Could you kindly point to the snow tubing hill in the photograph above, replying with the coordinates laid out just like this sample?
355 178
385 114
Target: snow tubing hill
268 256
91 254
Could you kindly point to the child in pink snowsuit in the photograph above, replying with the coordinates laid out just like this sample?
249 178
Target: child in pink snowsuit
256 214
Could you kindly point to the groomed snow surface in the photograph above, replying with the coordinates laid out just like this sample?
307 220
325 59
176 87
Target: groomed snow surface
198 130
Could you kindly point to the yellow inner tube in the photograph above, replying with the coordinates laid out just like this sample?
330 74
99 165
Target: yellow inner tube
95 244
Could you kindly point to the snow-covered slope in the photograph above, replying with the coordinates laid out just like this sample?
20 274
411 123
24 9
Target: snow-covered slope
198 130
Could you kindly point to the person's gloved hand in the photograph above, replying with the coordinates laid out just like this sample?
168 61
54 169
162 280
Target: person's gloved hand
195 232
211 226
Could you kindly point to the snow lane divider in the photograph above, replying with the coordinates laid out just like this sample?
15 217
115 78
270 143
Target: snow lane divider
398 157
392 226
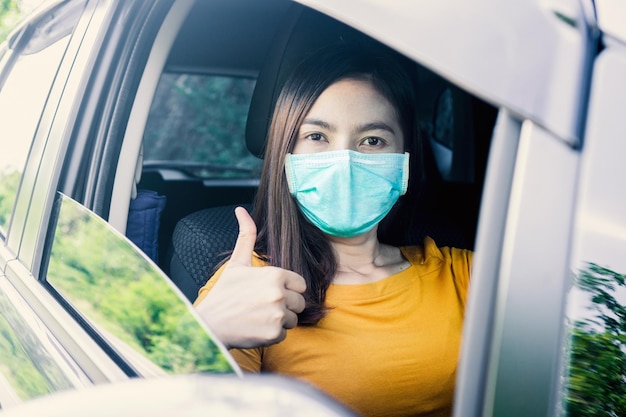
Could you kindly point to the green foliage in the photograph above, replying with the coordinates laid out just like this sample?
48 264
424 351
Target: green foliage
121 292
202 119
597 362
10 15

────────────────────

* [Aim]
Copy out the data above line for line, with no changes, and leave out the pictures.

* [The completed task]
Could you kindly point to the snow tubing hill in the photograph above, replying with the coordinates laid out just like this sample?
355 178
385 114
Target: snow tubing hill
268 256
91 254
Could you kindly point to the child in pink snowsuit in the photograph above, replying with the coordinates laid out just like this sample?
249 178
Target: child in pink snowsuit
256 214
Could you kindly point to the groomed snow surface in the photograph above, replying with the coordinates laid out just like this sample?
307 220
325 59
176 87
Target: groomed snow surface
198 130
Could you kindly point to the yellow inner tube in the photograph above, replying with the coordinates laid out just like this sample?
330 74
99 165
Target: yellow inner tube
95 244
Could you kindly point to the snow-covered slope in the photograph above, replying with the coordinates laid out just like this sample?
20 274
411 123
24 9
Target: snow-covered slope
198 130
Could you kindly point to the person's gloved hand in the photograph above, replying with the coordinates laid out just like this sample?
168 61
54 169
162 280
Target: person's gloved hand
195 232
211 226
Could you kindly point to the snow lane divider in the photograph above, replying with the coordinates laid out just like this sample?
15 217
115 78
270 143
Target: snow lane divider
398 157
392 226
Could you kindly point to the green foliage in the photograph above, replying with the coordinates laid out just like this sample?
48 264
424 351
Target: green foliage
121 292
202 119
597 362
10 15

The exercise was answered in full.